▶ _Record set_
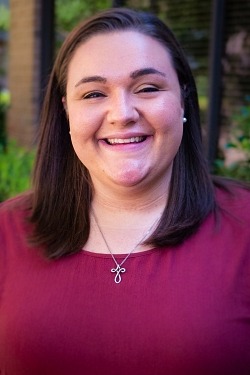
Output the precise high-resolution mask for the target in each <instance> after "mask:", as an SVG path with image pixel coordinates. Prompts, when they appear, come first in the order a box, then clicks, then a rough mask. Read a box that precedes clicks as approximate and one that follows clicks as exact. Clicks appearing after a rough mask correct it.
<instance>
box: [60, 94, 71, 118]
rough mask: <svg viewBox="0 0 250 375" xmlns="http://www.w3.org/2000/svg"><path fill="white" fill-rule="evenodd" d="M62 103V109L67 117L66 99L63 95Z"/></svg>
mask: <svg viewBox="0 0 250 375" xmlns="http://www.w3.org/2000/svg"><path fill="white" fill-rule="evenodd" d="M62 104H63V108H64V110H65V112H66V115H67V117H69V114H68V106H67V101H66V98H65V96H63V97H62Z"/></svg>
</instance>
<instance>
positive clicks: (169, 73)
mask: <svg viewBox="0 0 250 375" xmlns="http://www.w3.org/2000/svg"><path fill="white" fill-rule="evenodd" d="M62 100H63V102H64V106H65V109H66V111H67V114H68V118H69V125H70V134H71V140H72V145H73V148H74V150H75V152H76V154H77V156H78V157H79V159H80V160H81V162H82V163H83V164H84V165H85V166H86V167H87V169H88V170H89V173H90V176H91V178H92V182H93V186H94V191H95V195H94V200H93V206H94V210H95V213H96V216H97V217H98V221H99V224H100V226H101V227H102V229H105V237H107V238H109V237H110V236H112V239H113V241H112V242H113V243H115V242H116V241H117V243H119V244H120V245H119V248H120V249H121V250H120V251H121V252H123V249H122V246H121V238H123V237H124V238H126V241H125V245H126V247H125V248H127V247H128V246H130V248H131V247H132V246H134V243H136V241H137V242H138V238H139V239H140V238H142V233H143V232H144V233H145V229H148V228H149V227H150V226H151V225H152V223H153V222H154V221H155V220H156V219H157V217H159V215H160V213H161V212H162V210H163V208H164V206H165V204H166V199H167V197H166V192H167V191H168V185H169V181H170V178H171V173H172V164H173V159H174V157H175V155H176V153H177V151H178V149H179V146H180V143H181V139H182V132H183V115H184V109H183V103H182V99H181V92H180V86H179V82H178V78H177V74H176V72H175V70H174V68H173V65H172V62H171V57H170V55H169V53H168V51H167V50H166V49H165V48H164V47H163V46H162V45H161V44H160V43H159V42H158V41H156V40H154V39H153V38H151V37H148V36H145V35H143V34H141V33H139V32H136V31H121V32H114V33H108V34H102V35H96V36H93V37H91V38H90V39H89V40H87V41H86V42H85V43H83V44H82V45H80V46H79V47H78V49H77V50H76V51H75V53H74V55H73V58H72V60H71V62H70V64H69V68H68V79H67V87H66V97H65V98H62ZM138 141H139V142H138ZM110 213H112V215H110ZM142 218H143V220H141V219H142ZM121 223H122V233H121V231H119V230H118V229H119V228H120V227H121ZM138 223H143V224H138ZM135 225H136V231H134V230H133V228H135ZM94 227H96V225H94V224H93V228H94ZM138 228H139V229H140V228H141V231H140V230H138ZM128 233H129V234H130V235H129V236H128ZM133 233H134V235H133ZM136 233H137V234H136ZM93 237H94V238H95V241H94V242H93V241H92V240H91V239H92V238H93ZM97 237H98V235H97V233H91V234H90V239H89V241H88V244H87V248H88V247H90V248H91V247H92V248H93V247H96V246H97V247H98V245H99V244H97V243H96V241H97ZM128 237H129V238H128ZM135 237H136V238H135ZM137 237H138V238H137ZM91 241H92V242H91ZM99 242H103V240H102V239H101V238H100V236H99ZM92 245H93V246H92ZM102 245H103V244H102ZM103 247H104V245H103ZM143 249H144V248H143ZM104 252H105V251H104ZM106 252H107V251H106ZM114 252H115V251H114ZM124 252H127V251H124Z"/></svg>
--
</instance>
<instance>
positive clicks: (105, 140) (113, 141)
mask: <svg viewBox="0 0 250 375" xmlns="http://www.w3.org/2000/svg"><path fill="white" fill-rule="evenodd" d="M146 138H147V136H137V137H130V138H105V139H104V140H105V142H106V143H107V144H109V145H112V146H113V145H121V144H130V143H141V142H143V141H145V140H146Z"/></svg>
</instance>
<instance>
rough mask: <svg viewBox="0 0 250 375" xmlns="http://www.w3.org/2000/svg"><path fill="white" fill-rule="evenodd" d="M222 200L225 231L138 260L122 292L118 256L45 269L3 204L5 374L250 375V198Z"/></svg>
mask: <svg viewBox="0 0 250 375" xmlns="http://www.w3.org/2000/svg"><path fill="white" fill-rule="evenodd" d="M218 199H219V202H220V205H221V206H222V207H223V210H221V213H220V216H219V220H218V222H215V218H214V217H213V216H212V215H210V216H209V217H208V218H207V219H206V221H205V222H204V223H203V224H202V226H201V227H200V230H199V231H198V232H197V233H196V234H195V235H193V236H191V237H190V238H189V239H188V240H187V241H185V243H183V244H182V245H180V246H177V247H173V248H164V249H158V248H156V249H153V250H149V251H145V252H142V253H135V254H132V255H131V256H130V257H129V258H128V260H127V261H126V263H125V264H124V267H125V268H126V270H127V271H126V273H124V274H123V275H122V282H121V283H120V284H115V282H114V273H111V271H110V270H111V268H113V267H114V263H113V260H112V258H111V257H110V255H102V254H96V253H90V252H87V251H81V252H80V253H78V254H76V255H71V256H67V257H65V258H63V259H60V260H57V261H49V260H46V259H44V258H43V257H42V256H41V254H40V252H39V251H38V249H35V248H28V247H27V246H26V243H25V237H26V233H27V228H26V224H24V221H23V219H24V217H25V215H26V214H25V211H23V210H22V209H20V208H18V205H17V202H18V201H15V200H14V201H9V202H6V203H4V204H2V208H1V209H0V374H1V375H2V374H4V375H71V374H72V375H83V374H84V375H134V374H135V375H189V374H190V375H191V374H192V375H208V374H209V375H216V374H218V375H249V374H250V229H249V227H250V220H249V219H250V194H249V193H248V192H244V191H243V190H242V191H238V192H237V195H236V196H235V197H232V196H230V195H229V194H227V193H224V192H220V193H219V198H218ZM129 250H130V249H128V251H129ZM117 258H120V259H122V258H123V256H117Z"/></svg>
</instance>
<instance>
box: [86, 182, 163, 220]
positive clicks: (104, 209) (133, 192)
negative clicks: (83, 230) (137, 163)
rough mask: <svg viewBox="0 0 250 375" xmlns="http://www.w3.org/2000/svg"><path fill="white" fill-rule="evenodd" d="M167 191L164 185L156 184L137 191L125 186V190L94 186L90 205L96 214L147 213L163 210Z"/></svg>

▶ _Problem description_
Please copy out, character for character, the stretch of entries from the line containing "Output the precise" through the line containing "103V109L67 117L66 99L63".

▶ _Solution to the exercise_
Output the precise high-resolution mask for the target in each <instance> after "mask:", as an SVG path with image pixel coordinates. Prompts, when they appear, come first in the order a box, then clicks, then a rough mask. Read a box that precedes clicks as approximate and one that follows clicks as exact. Clicks appearing after a rough mask correct it.
<instance>
box: [60, 94, 71, 118]
rough mask: <svg viewBox="0 0 250 375" xmlns="http://www.w3.org/2000/svg"><path fill="white" fill-rule="evenodd" d="M62 103V109L67 117L66 99L63 95Z"/></svg>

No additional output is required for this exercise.